_WORK REQUIRED:_
The data needs to be returned in full, exactly as it reads.

_SUPPLIED RECORDS:_
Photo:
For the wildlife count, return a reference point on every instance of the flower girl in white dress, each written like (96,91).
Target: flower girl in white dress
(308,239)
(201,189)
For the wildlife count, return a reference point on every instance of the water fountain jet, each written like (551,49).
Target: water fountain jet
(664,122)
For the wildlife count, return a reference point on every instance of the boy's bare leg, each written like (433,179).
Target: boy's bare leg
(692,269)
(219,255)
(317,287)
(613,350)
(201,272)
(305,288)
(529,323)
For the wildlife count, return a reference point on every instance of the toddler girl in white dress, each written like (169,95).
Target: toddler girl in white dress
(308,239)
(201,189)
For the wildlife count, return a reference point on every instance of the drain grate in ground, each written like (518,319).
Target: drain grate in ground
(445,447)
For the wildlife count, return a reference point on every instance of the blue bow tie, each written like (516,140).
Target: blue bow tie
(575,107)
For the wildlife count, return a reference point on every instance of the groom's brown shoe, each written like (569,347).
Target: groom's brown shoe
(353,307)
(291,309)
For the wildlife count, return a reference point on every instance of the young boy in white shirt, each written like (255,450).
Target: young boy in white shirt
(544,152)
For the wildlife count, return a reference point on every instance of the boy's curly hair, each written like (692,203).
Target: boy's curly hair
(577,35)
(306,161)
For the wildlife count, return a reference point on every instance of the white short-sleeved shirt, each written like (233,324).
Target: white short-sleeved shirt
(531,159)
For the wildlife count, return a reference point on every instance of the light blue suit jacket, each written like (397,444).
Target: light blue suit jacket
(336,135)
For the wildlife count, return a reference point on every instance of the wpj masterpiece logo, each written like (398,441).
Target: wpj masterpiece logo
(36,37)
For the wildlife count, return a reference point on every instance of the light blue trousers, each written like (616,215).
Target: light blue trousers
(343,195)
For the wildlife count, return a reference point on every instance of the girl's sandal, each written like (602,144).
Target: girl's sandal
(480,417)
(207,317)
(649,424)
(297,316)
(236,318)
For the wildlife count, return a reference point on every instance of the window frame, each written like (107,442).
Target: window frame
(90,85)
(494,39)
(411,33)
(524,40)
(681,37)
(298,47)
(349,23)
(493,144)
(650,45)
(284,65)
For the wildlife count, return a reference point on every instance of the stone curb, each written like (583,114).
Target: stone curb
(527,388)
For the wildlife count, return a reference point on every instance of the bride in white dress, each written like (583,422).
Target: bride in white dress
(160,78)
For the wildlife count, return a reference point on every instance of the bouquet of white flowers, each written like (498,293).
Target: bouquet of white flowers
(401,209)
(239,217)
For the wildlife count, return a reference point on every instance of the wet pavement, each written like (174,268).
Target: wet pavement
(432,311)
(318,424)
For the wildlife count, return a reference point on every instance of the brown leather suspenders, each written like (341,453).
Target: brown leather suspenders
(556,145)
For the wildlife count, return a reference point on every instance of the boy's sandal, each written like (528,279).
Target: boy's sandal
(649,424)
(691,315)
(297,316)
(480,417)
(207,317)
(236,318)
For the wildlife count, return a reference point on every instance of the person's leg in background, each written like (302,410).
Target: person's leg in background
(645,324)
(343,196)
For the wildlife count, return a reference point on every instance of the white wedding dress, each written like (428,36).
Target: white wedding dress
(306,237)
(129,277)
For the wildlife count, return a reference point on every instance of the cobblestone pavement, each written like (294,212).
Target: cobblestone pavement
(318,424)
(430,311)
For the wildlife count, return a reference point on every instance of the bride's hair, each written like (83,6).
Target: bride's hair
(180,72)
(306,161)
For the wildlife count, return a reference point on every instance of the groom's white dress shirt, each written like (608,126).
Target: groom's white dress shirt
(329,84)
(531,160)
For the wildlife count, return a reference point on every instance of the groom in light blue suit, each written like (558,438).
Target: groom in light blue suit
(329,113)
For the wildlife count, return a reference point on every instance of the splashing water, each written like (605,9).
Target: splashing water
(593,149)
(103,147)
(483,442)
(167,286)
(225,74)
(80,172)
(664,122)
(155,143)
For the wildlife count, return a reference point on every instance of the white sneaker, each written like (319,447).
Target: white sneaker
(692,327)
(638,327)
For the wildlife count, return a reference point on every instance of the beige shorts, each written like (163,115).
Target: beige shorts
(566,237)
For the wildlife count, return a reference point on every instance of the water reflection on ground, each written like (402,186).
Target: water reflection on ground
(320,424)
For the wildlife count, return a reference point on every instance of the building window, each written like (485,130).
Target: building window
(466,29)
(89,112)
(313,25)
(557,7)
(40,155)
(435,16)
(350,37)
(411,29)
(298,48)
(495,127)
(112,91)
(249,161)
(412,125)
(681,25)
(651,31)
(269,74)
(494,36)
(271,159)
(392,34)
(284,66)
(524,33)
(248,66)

_SOLUTION FOR THIS PROBLEM:_
Photo:
For the wildlife count, return a reference point on every instance of the flower girl in white dress, each written like (96,91).
Target: flower girl in white dress
(308,239)
(201,189)
For the wildlife count, return a reference point on every instance of the water fountain jet, each written like (551,49).
Target: water fountain jet
(664,122)
For the wildlife count, return a reference point on every instance of the boy's bare leg, each written like (433,179).
Target: boy's bare leg
(692,269)
(219,255)
(317,287)
(613,350)
(201,272)
(305,288)
(529,323)
For the wildlife count, return a reference point on every instance of the toddler girl in white dress, each written like (169,95).
Target: toddler girl in white dress
(308,239)
(201,189)
For the wildlife count, return a reference point on every instance of the drain grate in ground, each written like (518,319).
Target: drain grate in ground
(445,447)
For the wildlife count, return a reference point on every instance of the blue bow tie, each written like (516,140).
Target: blue bow tie
(575,107)
For the wildlife count, return a reference point on every instance of the groom's brown shoe, each written like (569,347).
Target: groom's brown shoe
(353,307)
(291,309)
For the wildlife count, return a reference point on every instance of the young boy in white shirt, each written like (255,450).
Target: young boy in white shirt
(544,152)
For the wildlife count, return a reference point on every instance of the boy's curly hair, each written like (692,203).
Target: boy's curly hair
(577,35)
(306,161)
For the wildlife count, return a reference point on every instance of the white short-sleeved shirt, each written like (233,324).
Target: white short-sleeved shirt
(531,159)
For the wildlife count, return a reference point on every instance of the light blue suit jacket, each written like (397,444).
Target: light blue suit jacket
(336,135)
For the wildlife count, return a reference point on every instance of the wpj masterpiece logo, each written like (398,441).
Target: wpj masterpiece logo
(36,37)
For the wildlife count, return a reference point on every instance of the light blue trousers, each written like (616,215).
Target: light blue trousers
(343,195)
For the wildlife count, return a reference point on every instance of the girl's sandal, each written like (602,144).
Target: girl's sandal
(480,417)
(207,317)
(649,424)
(297,316)
(236,318)
For the wildlife count, return a reference point on every instance of the window frame, each written like (107,442).
Target: window frame
(90,85)
(494,39)
(411,33)
(524,40)
(681,37)
(298,47)
(349,23)
(493,144)
(650,45)
(284,65)
For the wildlife count, return a reference point on every instance of the stone curb, each written like (583,114).
Target: stone curb
(527,388)
For the wildlife count, return a reference point on every instance of the bride in white dress, each written like (583,422).
Target: bride in white dress
(160,78)
For the wildlife count, return a reference point on every instance of the bouquet of white flowers, each written like (498,293).
Target: bouquet of white flowers
(401,209)
(239,217)
For the wildlife count, return a reference point on every instance of the wet pavement, each written like (174,268).
Target: wet pavement
(432,311)
(318,424)
For the wildlife count, return a reference point on every instance of the brown leather suspenders, each written like (341,453).
Target: brown leather suspenders
(556,145)
For the wildlife count, return a reference point on every instance of the boy's sandal, each written like (528,279).
Target: boy's sandal
(649,424)
(691,315)
(297,316)
(480,417)
(207,317)
(236,318)
For the wildlife count, return a reference point on every instance of the person's leg in background, each written like (302,410).
Target: person's leg in background
(645,324)
(343,196)
For the wildlife count, return a reference point on every instance of the white wedding dress, each written like (428,36).
Target: white wedding dress
(306,237)
(129,277)
For the wildlife count, return a reference point on every instance of the cobblestone pavement, each written like (294,212).
Target: cobblestone pavement
(318,424)
(430,311)
For the wildlife count, return a reference point on every instance of the bride's hair, each written like (83,6).
Target: bride's hair
(180,72)
(306,161)
For the wildlife count, return a reference point on every instance of the groom's white dress shirt, each written like (608,126).
Target: groom's white dress shirt
(329,84)
(531,160)
For the wildlife count, return a reference point on every instance of the groom in light blue suit, each written like (558,438).
Target: groom in light blue suit
(329,113)
For the wildlife count, return a reference point on every instance of the splashing water, each written like (605,9).
Target: splashing water
(593,149)
(103,147)
(483,442)
(167,286)
(225,74)
(80,172)
(664,122)
(155,143)
For the wildlife count, return a reference point on every instance of the white sneaker, each written like (319,447).
Target: white sneaker
(692,327)
(638,327)
For the wildlife count, return a reference point on every instance of the beige shorts, each written like (163,115).
Target: beige shorts
(566,237)
For the wildlife count, return a reference point on every instance of the water reflection on ground, each written like (402,186).
Target: water reflection on ground
(320,424)
For the wildlife count, return a reference point on every instance of the building window, each written like (485,130).
Target: building window
(466,29)
(89,112)
(313,25)
(557,7)
(40,155)
(435,16)
(350,37)
(411,29)
(298,48)
(495,127)
(112,91)
(249,161)
(412,125)
(681,25)
(651,31)
(269,74)
(494,36)
(271,159)
(392,34)
(284,66)
(524,33)
(248,66)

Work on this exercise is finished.